[[ Task material open ]]

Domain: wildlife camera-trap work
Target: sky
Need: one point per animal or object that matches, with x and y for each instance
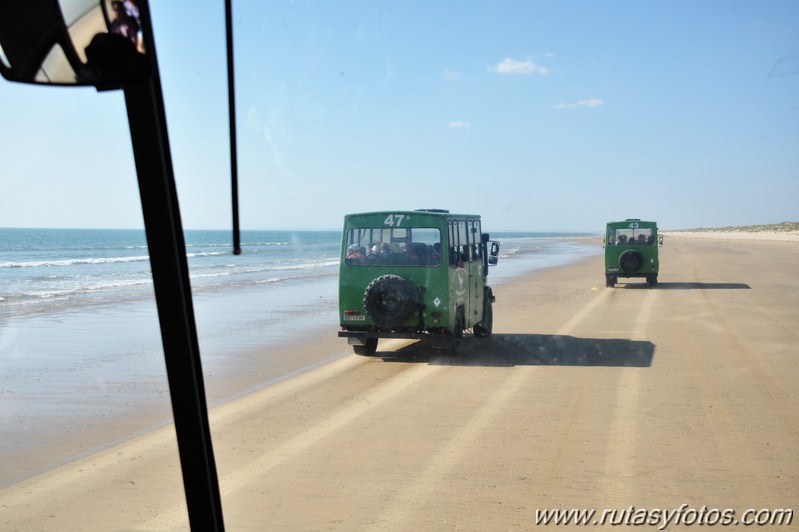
(537, 115)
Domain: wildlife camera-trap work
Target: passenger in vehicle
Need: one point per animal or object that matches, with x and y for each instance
(355, 255)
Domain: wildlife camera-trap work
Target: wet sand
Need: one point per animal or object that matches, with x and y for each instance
(584, 397)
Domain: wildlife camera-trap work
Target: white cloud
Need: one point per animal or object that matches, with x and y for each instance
(512, 66)
(590, 102)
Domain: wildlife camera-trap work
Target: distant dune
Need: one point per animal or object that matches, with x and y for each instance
(779, 231)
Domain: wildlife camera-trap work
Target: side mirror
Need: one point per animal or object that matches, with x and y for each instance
(100, 43)
(493, 253)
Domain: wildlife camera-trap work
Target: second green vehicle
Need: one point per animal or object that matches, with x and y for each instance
(631, 250)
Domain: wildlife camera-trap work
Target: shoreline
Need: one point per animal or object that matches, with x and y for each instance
(238, 359)
(780, 236)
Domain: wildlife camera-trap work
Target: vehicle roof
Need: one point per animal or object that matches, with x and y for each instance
(426, 212)
(628, 220)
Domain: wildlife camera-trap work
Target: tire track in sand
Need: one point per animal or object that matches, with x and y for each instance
(176, 517)
(620, 458)
(418, 491)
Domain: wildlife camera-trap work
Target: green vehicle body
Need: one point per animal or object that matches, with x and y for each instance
(631, 250)
(414, 274)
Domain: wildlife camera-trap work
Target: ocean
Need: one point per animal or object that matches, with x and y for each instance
(79, 335)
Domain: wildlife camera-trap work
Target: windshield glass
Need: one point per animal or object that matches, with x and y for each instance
(379, 246)
(638, 236)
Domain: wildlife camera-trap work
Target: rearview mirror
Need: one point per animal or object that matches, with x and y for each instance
(101, 43)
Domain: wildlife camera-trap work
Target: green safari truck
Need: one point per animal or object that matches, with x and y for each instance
(631, 250)
(414, 274)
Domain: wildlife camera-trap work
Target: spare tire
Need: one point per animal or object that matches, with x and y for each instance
(389, 300)
(631, 261)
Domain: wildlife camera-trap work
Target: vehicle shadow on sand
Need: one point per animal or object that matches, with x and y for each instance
(687, 286)
(507, 350)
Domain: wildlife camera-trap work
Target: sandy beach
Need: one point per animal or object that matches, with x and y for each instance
(585, 397)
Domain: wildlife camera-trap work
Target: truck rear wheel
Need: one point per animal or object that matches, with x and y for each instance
(389, 300)
(630, 261)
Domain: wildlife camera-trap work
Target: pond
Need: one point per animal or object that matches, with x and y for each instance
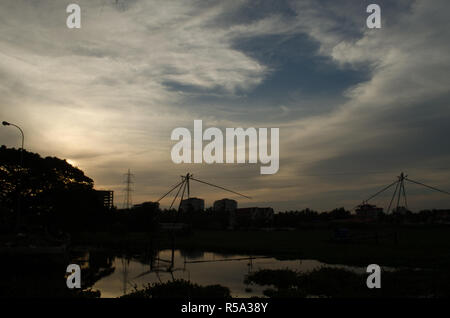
(203, 268)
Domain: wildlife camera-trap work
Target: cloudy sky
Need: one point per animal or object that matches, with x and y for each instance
(355, 106)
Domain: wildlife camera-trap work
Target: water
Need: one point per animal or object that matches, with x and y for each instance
(203, 268)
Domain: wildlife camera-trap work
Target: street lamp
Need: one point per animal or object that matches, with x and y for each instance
(5, 123)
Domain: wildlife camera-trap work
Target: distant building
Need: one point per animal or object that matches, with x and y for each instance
(149, 205)
(106, 197)
(192, 205)
(225, 205)
(368, 211)
(226, 210)
(254, 217)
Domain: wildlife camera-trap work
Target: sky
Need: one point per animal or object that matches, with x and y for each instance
(355, 106)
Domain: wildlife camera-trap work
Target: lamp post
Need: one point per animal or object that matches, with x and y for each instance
(5, 123)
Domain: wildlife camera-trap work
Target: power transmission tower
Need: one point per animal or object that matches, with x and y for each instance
(128, 202)
(401, 192)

[[ Task material closed ]]

Problem details
No pictures go in the copy. Set down all the data exactly.

Exercise output
Domain: wildlife camera-trap work
Target: sky
Need: one point per animal or object that matches, with x and y for each instance
(537, 115)
Domain: wildlife camera-trap work
Target: passenger in vehicle
Need: one point per animal or object that matches, with x and y for each instance
(355, 255)
Domain: wildlife camera-trap work
Target: wet sand
Need: one point per animal or object that matches, with x and y for each instance
(584, 397)
Domain: wildlife camera-trap work
Target: white cloud
Need: one point per animal or object that matches, with x and y for each instance
(512, 66)
(590, 102)
Domain: wildlife camera-trap work
Target: distant dune
Need: one point per animal or object that matches, with x and y for each instance
(779, 231)
Domain: wildlife camera-trap work
Target: side mirror
Need: one point per animal or object that matches, with x and y for each instance
(100, 43)
(493, 253)
Domain: wildlife camera-trap work
Target: second green vehicle
Need: one point per animal or object that matches, with x and y for each instance
(631, 250)
Domain: wildlife camera-trap work
Target: shoreline
Need: one point per animal or object that matches, with x and y for each instance
(238, 359)
(780, 236)
Domain: wildlife camera-trap work
Target: vehicle roof
Need: one point per animal or object that matches, with x and y for each instance
(426, 212)
(628, 220)
Domain: wildlife camera-trap work
Target: tire track in sand
Need: one point per animal or object that matches, with x and y for each instance
(176, 517)
(620, 458)
(418, 491)
Domain: wildlife camera-trap work
Target: green vehicle body
Need: one point per animal or object that matches, with x and y for each instance
(631, 250)
(414, 274)
Domain: wildlife camera-trap work
Target: ocean
Need: one point per animal or object that matches, with x and y for each instance
(79, 335)
Domain: wildlife camera-trap work
Target: windshield glass
Need: one point per animal or object that matches, with x and y for each instance
(379, 246)
(638, 236)
Domain: wildlife camera-trap work
Target: rearview mirror
Need: one point per animal or object that matches, with x and y for each instance
(101, 43)
Domain: wildlife camera-trap work
Target: green safari truck
Need: one point per animal or object that matches, with x and y for each instance
(631, 250)
(414, 274)
Domain: wildlife camera-trap work
Target: spare tire
Need: one point per animal or object that matches, with x and y for each instance
(389, 300)
(631, 261)
Domain: wildlife camera-trap work
Target: vehicle shadow on sand
Need: one point per animal or object that matches, with x and y for each instance
(687, 286)
(507, 350)
Domain: wildlife camera-trap work
Target: sandy beach
Need: one point per animal or object that matches, with x and y for each instance
(585, 397)
Domain: wildlife camera-trap work
Target: truck rear wheel
Need: one point per animal or object that matches, with x and y for each instance
(389, 300)
(630, 261)
Domain: wildlife camera-trap work
Target: pond
Need: one point per animal or object that matches, with x and y for each instance
(203, 268)
Domain: wildlife camera-trap work
Target: cloudy sky
Need: one point per animal or object that matches, with x and y for each instance
(355, 106)
Domain: wildlife camera-trap work
Target: water
Need: one point per animal or object that matches, with x and y for each instance
(203, 268)
Domain: wildlife camera-trap work
Target: street lamp
Need: one point per animal or object that matches, with x and y for each instance
(5, 123)
Domain: wildlife camera-trap work
Target: distant building
Need: one point per animal or object that matches, with x and y for each instance
(149, 205)
(106, 197)
(192, 205)
(225, 205)
(368, 211)
(226, 210)
(254, 217)
Domain: wildlife camera-trap work
Target: sky
Need: one point per animal or object that matches, with x and y for each instance
(355, 106)
Domain: wildlife camera-trap work
Target: lamp post
Need: one point per animal or object that matches, with x and y for each instance
(5, 123)
Domain: wildlife camera-trap work
Target: power transmission tower
Need: one point per animal or object that matches, with x and y for each instance
(128, 202)
(401, 192)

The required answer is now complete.